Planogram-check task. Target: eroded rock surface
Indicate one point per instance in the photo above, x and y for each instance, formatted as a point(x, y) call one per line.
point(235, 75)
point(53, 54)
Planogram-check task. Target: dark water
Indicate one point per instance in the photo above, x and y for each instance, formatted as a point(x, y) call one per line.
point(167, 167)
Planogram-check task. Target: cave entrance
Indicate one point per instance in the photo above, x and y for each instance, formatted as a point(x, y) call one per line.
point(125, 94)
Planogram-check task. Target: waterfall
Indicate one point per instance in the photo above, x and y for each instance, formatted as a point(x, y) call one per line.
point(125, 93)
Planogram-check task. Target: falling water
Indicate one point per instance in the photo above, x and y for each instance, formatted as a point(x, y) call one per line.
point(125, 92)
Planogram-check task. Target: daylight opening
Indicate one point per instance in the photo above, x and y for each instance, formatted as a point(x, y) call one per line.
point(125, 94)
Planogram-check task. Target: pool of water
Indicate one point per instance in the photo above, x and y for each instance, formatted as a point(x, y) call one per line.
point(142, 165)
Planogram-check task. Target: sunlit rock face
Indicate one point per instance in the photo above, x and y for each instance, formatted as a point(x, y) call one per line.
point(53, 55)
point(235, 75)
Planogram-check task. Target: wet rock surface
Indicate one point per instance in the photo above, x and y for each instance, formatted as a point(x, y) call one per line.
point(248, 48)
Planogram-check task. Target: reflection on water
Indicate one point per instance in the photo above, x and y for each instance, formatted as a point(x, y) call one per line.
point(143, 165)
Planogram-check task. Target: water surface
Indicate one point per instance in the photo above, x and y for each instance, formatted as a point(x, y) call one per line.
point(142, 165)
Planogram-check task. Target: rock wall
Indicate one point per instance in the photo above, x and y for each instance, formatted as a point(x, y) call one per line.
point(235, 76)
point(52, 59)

----------

◆ Given task ◆
Can you update all of these lines so that "Planogram-check" becomes "Scene-labeling" everywhere and nothing else changes?

◆ Result ◆
Scene-labeling task. Target: eroded rock surface
Indicate one point per instance in the photo above, x and y for each instance, formatted as a point(x, y) call one per line.
point(235, 75)
point(53, 54)
Scene-labeling task. Target: dark water
Indicate one point per instance in the photo above, x and y for each instance, formatted as a point(x, y) call one per line.
point(167, 167)
Scene-labeling task. Target: cave entrance
Indicate one point per instance in the photo above, x and y for each instance, formatted as a point(x, y) call one per line.
point(125, 94)
Scene-labeling task. Target: waterfall
Indicate one point per instance in the photo above, x and y for each instance, formatted as a point(x, y) call one per line.
point(125, 93)
Scene-labeling task. Target: falling water
Indicate one point per instance in the photo above, x and y for each instance, formatted as a point(x, y) call one per line.
point(125, 92)
Scene-labeling task. Target: daylight opening
Indicate one point per instance in the photo above, x and y for each instance, formatted as a point(x, y) call one per line.
point(125, 94)
Scene-labeling task. Target: pool of water
Indicate one point per instance in the photo above, x and y for each instance, formatted as a point(x, y) call one per line.
point(142, 165)
Scene-labeling task. Target: sunlit rock face
Indicate one point per instance in the photo above, x and y for each instance, formatted as a point(x, y) call one per line.
point(53, 55)
point(235, 75)
Scene-labeling task. Target: wet rock surface
Indicate one point per instance in the photo above, x and y for each instance, formatted as a point(x, y) call one per line.
point(248, 48)
Scene-labeling task. Target: reflection on water
Indicate one point per instance in the photo above, x and y for each instance, formatted as a point(x, y) call one per line.
point(143, 165)
Scene-labeling task. Target: water surface
Indicate one point per instance in the photo above, x and y for each instance, formatted as a point(x, y) call one per line.
point(142, 165)
Scene-labeling task. Target: rock wall
Indicate one point per instance in the photo above, x and y for each instance, formatted as a point(x, y) call one per line.
point(235, 76)
point(52, 59)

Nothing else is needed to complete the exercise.